| Task instructions |
Identify all lines below that hold "battlement" and collect them.

| Supplied material |
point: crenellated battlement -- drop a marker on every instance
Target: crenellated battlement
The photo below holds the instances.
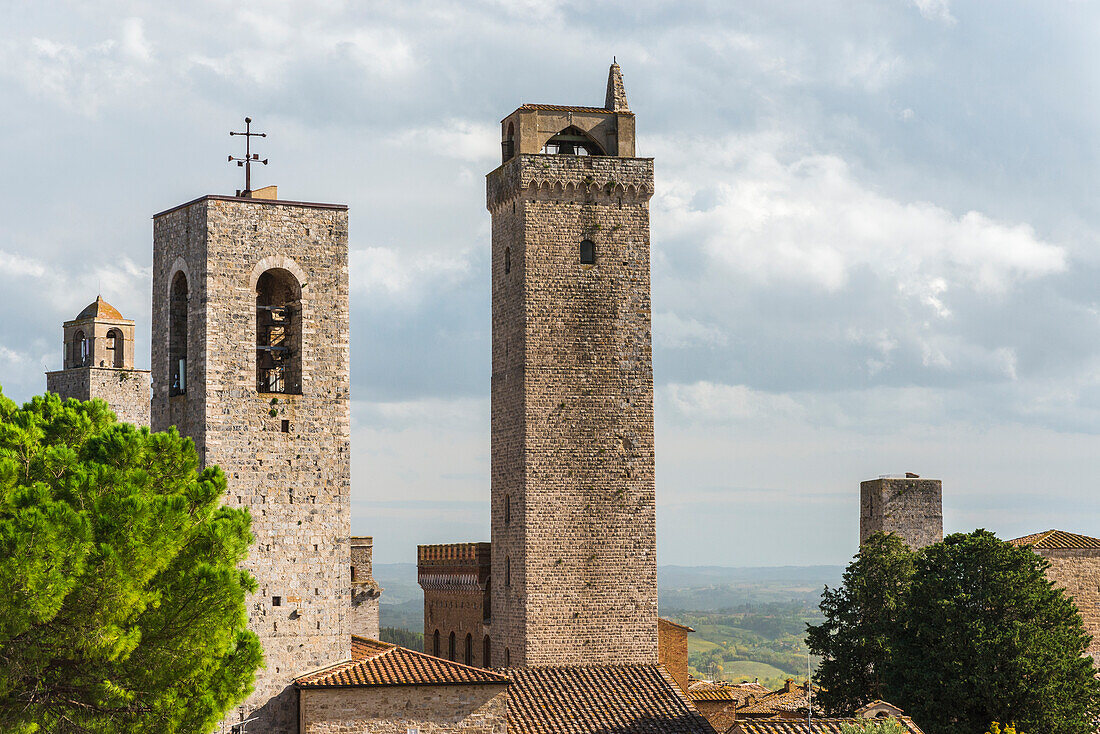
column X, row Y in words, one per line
column 563, row 177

| Result of this exercise |
point: crenellated battlement -- drop a marker on every instance
Target: crenellated battlement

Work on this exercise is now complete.